Starting at the line that contains "on facade in the photo above." and continuing through the last of the rows, replace "annotate" with "mark" and reproduce those lines with nothing else changed. Omit the pictures from your answer.

(DATA IN THIS EXERCISE):
>> start
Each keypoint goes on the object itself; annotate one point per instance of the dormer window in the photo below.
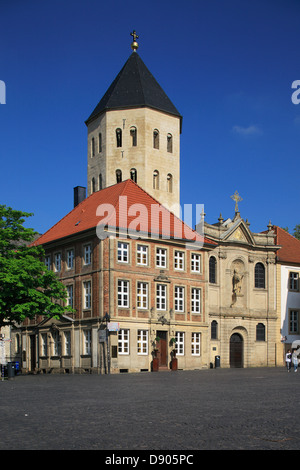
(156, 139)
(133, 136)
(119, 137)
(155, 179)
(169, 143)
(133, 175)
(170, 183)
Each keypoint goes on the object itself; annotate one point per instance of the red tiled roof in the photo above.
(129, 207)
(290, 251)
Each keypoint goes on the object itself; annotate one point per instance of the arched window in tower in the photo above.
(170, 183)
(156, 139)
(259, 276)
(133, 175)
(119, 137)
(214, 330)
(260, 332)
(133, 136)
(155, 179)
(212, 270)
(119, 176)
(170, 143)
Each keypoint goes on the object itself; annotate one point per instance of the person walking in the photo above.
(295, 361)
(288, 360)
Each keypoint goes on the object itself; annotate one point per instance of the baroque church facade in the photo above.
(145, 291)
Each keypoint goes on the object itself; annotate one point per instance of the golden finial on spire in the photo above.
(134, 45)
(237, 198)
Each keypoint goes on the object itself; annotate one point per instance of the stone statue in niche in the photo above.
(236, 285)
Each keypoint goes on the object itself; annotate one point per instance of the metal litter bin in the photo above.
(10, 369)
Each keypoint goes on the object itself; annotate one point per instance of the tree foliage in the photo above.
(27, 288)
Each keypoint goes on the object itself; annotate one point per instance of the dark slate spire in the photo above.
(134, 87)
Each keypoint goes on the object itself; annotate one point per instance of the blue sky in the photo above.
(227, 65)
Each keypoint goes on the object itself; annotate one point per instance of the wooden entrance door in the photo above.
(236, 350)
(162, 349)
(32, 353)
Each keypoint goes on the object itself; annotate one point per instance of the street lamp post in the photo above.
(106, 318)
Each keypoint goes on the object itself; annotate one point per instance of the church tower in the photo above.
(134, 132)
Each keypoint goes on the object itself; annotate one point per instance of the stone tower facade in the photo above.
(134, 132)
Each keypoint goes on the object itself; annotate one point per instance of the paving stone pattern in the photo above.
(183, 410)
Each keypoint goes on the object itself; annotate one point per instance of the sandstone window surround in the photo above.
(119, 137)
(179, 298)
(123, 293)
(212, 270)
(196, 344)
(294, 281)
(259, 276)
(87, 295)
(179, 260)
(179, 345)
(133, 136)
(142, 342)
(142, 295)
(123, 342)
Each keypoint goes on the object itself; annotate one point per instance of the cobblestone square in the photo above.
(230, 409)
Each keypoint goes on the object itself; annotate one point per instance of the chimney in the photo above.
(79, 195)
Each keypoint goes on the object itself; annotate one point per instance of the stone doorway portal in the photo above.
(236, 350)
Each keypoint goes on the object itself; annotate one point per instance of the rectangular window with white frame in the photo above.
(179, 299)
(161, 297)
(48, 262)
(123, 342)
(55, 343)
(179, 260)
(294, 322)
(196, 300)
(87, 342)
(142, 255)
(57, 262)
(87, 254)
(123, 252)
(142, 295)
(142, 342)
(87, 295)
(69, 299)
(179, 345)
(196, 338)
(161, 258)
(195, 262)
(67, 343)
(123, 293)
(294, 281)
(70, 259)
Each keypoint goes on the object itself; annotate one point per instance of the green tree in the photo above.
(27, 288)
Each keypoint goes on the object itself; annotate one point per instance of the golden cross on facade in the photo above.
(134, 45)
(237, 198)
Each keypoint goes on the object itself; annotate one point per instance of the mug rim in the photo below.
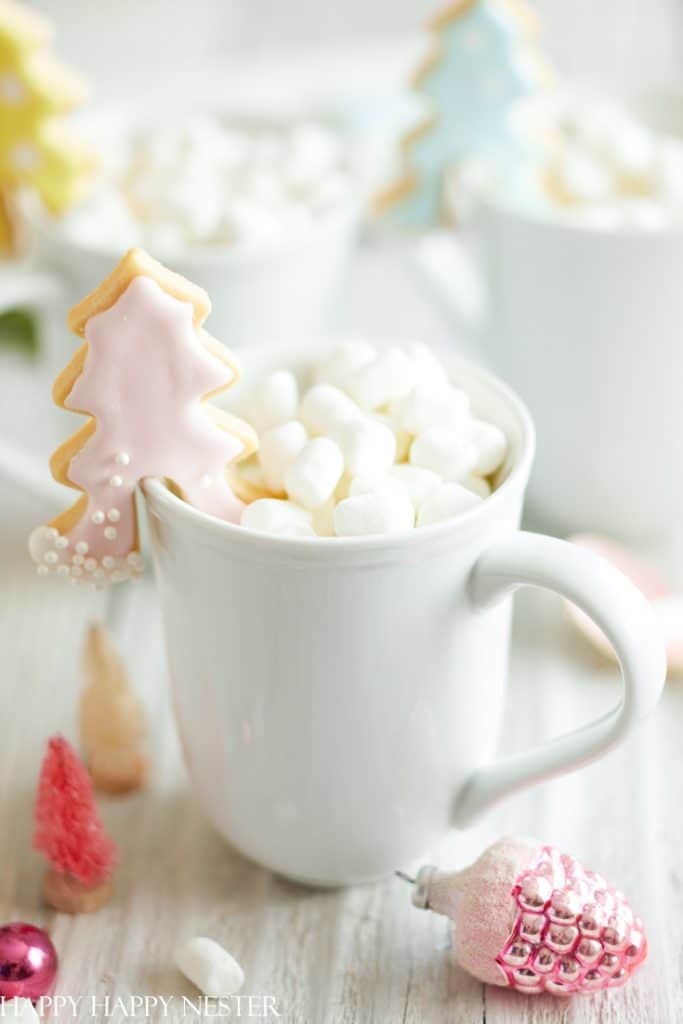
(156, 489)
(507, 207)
>> end
(SOLVED EXERCISE):
Each keypoint goes on the object itself; mark one point per instance of the golden cross on facade in the photo above.
(134, 45)
(237, 198)
Each keypoint goes on the object itself; mark one point per instance of the mug rim in the photo below.
(156, 489)
(507, 207)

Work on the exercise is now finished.